### DATA IN THIS EXERCISE

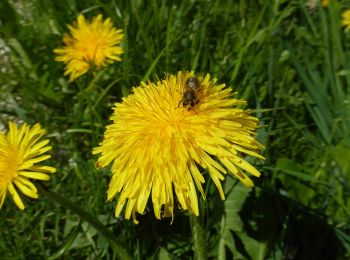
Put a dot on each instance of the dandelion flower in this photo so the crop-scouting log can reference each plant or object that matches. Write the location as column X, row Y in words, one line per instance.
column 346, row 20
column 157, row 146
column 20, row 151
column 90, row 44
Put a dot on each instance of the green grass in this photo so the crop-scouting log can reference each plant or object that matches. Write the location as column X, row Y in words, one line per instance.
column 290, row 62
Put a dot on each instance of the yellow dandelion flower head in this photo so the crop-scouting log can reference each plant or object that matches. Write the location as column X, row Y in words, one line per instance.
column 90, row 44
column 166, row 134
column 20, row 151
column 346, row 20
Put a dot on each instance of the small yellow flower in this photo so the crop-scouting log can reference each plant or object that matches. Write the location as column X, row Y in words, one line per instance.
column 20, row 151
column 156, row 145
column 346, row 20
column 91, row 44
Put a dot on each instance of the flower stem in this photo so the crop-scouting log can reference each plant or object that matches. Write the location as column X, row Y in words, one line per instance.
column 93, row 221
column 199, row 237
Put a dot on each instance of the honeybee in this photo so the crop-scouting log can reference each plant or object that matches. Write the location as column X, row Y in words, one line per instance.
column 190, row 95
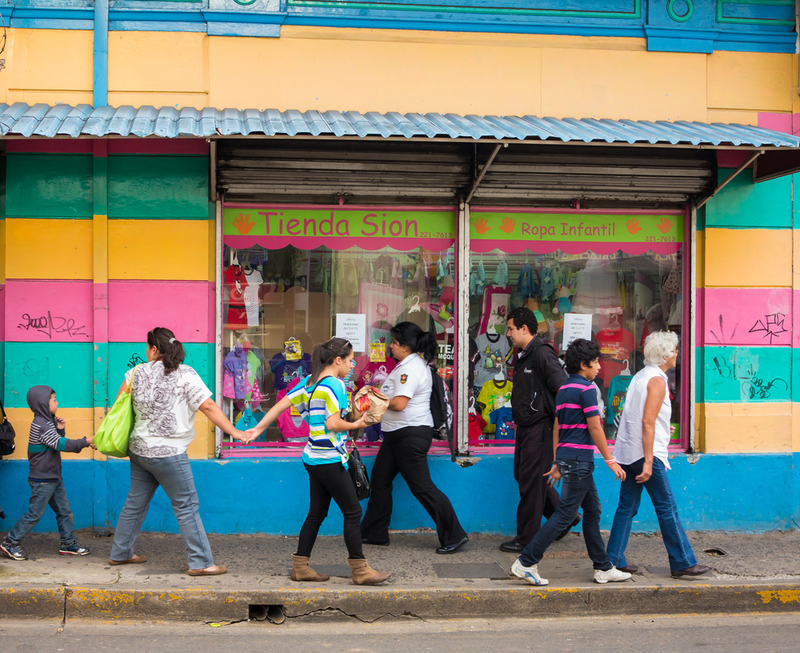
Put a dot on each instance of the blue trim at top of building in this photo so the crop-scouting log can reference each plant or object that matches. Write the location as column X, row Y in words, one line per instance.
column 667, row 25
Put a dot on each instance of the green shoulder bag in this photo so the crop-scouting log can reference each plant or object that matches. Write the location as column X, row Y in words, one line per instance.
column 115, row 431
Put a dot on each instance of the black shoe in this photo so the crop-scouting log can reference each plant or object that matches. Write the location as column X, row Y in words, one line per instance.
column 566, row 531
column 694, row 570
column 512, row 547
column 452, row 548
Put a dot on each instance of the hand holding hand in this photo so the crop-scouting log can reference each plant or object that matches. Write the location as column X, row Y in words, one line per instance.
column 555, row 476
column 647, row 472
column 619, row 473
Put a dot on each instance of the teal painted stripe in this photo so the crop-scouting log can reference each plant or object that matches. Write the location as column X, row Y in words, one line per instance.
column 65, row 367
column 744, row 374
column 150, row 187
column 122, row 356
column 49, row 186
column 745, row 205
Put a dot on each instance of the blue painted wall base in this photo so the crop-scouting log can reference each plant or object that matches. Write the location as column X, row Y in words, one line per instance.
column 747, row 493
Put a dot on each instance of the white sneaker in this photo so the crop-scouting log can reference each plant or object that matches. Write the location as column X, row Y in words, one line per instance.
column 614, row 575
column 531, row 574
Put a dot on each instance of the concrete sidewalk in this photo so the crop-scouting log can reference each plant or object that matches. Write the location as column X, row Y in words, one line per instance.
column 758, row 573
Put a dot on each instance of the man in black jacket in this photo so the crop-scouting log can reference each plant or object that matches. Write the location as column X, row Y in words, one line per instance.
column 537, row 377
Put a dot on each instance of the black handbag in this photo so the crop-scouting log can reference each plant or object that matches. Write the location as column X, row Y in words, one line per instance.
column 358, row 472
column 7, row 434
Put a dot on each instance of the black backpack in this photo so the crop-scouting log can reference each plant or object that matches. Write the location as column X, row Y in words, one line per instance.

######
### DATA IN THIS EXERCISE

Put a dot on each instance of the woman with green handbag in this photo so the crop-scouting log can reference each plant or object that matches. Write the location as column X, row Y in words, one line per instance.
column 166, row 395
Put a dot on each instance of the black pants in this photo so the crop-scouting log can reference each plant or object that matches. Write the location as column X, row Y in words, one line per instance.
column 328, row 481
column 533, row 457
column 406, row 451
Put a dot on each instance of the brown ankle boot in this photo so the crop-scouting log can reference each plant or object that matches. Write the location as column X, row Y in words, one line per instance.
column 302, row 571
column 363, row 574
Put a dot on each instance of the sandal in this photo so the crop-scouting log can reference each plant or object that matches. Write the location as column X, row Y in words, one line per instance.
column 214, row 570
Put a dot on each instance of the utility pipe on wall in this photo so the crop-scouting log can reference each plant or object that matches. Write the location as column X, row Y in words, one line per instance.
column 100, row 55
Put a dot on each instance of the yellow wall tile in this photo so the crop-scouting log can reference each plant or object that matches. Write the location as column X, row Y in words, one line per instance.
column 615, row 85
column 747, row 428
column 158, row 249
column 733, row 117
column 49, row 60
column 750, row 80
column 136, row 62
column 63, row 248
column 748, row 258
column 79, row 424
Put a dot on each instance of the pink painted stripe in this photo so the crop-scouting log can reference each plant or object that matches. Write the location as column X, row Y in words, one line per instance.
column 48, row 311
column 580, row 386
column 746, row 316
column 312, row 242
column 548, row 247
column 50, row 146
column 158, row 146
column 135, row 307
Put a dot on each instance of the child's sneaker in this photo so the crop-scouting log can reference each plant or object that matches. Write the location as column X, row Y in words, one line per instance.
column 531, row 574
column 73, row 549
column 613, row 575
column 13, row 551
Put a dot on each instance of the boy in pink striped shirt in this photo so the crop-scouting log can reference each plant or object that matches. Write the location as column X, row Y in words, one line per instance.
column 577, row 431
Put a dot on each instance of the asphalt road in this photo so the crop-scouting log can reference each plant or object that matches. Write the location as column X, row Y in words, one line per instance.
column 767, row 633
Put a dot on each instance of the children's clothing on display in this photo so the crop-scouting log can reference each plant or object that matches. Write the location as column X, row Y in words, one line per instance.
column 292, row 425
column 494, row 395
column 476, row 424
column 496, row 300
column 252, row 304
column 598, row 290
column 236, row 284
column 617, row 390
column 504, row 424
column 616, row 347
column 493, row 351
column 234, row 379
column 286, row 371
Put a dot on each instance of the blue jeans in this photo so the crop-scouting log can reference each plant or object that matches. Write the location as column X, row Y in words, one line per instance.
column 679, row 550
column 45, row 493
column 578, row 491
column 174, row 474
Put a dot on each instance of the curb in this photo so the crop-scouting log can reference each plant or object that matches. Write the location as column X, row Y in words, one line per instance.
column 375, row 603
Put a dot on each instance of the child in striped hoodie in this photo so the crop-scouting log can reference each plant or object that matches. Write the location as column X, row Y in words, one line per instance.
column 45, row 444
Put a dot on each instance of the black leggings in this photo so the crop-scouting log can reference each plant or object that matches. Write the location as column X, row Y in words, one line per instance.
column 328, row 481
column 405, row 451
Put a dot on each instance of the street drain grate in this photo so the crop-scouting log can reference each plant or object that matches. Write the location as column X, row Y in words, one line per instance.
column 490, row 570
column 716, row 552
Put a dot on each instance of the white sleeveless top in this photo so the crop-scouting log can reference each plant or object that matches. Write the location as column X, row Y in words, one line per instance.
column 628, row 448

######
### DATA IN THIS EXERCISE

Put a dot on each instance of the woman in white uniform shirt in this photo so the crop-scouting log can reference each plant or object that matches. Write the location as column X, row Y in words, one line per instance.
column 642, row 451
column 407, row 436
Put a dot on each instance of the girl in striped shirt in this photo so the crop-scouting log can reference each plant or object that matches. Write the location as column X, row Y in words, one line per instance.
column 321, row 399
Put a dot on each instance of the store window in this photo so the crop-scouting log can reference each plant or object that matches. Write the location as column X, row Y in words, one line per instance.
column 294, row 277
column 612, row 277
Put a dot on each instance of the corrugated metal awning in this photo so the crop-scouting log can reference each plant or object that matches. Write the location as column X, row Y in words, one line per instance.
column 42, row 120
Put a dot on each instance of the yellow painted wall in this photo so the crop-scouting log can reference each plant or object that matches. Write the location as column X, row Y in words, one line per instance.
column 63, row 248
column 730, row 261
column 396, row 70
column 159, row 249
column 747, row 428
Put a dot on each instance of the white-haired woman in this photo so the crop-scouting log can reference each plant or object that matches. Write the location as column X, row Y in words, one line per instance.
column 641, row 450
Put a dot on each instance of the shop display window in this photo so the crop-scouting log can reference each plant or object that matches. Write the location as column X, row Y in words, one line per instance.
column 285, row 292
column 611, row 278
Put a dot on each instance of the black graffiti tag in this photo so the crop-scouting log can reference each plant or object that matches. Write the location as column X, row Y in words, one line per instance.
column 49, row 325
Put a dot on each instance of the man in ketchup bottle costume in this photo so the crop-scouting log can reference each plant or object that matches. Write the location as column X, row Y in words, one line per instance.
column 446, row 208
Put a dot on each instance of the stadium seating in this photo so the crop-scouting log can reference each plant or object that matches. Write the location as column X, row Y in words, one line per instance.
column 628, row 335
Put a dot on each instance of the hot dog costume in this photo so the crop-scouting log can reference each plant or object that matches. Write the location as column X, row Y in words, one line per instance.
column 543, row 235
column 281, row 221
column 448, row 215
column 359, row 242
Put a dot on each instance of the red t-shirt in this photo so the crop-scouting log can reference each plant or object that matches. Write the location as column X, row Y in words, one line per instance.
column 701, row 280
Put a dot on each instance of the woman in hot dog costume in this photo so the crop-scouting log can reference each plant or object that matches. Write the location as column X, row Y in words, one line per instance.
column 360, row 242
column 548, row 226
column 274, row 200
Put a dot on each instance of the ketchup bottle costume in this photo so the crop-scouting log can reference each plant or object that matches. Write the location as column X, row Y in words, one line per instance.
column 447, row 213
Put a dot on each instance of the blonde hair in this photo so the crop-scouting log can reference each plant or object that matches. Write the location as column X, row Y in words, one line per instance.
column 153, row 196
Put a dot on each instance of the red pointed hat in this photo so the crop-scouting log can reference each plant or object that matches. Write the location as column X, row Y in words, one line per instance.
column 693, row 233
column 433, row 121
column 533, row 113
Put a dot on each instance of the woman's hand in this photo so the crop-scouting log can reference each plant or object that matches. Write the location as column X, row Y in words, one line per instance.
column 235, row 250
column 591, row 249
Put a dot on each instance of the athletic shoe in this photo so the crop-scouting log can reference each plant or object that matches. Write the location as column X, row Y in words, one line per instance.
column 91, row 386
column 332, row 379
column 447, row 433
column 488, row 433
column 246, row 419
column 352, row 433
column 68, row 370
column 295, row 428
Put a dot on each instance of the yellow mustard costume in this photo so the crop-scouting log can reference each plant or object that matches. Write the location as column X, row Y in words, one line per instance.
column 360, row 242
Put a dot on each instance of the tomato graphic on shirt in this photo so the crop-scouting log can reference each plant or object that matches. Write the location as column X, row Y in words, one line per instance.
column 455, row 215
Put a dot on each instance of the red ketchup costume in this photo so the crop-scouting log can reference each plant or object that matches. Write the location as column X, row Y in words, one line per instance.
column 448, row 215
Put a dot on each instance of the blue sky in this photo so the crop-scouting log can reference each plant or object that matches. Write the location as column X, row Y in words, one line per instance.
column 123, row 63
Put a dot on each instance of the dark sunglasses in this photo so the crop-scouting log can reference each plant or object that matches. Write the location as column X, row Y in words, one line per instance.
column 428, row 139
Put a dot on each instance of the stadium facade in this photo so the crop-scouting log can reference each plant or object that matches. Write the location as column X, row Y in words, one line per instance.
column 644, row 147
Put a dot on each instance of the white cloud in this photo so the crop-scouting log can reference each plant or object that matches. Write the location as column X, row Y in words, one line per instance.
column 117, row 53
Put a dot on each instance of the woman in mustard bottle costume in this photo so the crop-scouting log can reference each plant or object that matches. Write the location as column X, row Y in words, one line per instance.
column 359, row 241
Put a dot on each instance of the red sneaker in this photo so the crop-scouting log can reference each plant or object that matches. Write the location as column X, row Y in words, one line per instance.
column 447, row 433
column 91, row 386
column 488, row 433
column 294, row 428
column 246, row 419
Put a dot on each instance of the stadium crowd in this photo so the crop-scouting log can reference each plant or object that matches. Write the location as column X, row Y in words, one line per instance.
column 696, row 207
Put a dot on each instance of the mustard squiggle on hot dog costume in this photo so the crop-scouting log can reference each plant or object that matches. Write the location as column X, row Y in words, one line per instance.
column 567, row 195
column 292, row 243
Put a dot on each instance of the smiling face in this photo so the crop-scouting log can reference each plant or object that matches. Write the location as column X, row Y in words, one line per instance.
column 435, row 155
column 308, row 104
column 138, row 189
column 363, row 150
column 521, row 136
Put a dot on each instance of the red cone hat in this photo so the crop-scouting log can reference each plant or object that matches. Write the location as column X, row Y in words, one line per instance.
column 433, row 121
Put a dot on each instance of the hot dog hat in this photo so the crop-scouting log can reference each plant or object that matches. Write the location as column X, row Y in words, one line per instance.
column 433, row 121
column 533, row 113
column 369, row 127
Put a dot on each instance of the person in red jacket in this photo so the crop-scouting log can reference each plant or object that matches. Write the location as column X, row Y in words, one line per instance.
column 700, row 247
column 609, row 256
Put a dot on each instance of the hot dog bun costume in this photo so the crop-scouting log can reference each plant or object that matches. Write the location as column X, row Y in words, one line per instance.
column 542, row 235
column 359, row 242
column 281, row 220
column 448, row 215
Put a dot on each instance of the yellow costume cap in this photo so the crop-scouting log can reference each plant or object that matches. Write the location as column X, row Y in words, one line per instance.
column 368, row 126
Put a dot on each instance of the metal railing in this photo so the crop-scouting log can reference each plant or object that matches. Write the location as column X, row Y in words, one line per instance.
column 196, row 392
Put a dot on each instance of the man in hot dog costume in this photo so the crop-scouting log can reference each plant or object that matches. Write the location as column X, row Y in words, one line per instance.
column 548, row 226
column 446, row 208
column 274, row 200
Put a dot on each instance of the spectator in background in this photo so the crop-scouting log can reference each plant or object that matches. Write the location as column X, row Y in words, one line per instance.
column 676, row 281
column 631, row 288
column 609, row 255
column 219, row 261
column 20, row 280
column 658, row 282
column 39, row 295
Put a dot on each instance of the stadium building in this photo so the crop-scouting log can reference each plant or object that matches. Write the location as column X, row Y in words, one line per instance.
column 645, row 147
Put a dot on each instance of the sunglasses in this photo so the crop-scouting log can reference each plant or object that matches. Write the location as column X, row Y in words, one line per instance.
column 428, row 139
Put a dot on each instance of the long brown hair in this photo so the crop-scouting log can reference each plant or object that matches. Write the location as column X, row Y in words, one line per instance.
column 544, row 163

######

[WHAT THIS TASK INVOLVES]
Transcribe the lines above between the line holding "Put a dot on each instance of the blue painted" and the line holding "Put a dot on each instance of the black backpack", inclusive, exactly as they stand and with nothing added.

[EXERCISE ANSWER]
Put a dot on each instance of the blue painted wall base in this photo so the crop-scouting log can reference each plant or object that matches. Write the location as column X, row Y in words, one line per instance.
column 747, row 493
Put a dot on each instance of the white sneaker in this photo so the crop-scouting log can reference each plant or object that matches. Write the location as column X, row Y in words, one line per instance.
column 614, row 575
column 531, row 574
Put a dot on each instance of the concrete sidewalk in this photo so the crop-scouting log can reference each plant or object that matches. Write the location as column X, row Y in words, one line per instance.
column 758, row 573
Put a dot on each instance of the man in black jacket in this photo so the crop-scouting log can reference each plant or object that matches. Write the location as column X, row Y in words, one line per instance.
column 537, row 377
Put a dot on each instance of the black handbag in this photo so the crop-scouting log can reference each plant or object that matches. Write the location as column X, row Y in words, one line per instance.
column 358, row 472
column 7, row 434
Put a dot on each instance of the black backpack in this photo so the crop-scouting log can reference each plant or object that matches. Write the location as column X, row Y in words, one line per instance.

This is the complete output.